> [About this task] The complete listing that follows is to be set down again, exactly as it appears.

> [Record excerpts]

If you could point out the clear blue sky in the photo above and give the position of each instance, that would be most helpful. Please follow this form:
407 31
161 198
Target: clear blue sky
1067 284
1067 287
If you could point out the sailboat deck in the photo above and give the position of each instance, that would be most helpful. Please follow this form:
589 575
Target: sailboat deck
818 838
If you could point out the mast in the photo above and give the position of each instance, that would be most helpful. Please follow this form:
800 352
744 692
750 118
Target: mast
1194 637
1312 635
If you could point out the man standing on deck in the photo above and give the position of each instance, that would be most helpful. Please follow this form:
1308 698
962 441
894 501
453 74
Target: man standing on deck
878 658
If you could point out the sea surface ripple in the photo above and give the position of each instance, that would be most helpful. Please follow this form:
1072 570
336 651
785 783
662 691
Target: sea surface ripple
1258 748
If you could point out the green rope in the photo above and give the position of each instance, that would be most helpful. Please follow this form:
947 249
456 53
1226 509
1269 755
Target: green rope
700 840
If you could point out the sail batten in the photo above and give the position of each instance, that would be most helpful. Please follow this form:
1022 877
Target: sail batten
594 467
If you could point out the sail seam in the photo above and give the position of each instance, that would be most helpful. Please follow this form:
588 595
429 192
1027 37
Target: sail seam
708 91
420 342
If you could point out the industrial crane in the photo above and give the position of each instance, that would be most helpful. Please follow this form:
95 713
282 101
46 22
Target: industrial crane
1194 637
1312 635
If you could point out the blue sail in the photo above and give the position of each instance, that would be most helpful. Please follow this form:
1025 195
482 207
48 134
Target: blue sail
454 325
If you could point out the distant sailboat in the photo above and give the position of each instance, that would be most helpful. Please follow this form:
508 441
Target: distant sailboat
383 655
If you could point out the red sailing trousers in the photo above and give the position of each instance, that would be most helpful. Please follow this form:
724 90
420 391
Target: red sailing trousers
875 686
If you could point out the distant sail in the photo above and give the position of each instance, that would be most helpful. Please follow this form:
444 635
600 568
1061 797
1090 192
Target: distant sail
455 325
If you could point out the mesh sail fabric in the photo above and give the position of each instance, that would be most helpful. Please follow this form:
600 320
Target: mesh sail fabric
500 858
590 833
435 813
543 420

> [Response to the task]
If you could point out the clear blue sky in the photo above and give the position of each instance, that would be most helpful. Please follow this form:
407 31
161 198
Target: clear blue sky
1067 284
1067 287
If you could point out the sailboat deck in the photo above and give the position of each instance, that would be most helpful. Please follow this form:
589 575
Target: sailboat deck
818 838
If you could point out the mast in the photo above and give the position of each instance, that would be most helpful. Please follow this form:
800 352
744 692
750 118
Target: mast
1194 637
1312 635
If you could point out the man standing on deck in the photo above and give the position of each instance, that would be most helpful. Please follow this form:
1308 698
962 441
894 501
453 74
Target: man standing on deck
878 658
If you could point out the sea surface ripple in the photo above and give the position of each instance, that would be most helpful. Please follow this form:
1072 570
336 651
785 783
662 691
Target: sea surface ripple
1258 748
If you could point out the green rope in the photo above and give the position of each instance, that would be most helpful. Please follow this form:
947 249
456 53
1226 509
1269 755
Target: green rope
700 840
If you could point out the sail batten in the photo above and give the position of each instance, that would be most helpful. Please follow this form:
1022 877
Target: sail batten
594 467
If you could point out the sail seam in the photo above and give the position of each instance, that would be most helpful. Please follow this form:
588 595
429 192
1027 37
Target: sail seam
708 91
420 342
If you could point out the industrial crane in the photo above and give the position of each instance, that would be most helpful. Please follow this form:
95 713
282 101
46 22
Target: industrial crane
1194 637
1312 635
If you could point out the blue sail in the photo above and give the position of each instance, that would be most helpful. Please follow this form:
1025 195
482 207
48 134
Target: blue sail
454 325
If you could point out the distant sailboat in the photo above and give the position of each instance, that would be most helpful. Please follow this form:
508 441
Target: distant sailboat
383 655
If you could point out the red sailing trousers in the photo above and give the position of each instance, that would be most helpful. Please follow this form:
724 90
420 391
Target: red sailing trousers
875 686
If you could point out the distant sail in the photo above and give the position of each instance, that would be most helpful. Please follow this form:
444 635
600 568
1061 797
1090 192
Target: distant sail
455 325
If you could point out the mesh sail fabric in the photo above and give the position of each instance, that would be most helpful. Please follow this form:
600 320
Target: mesh sail fabric
500 858
590 833
435 813
543 420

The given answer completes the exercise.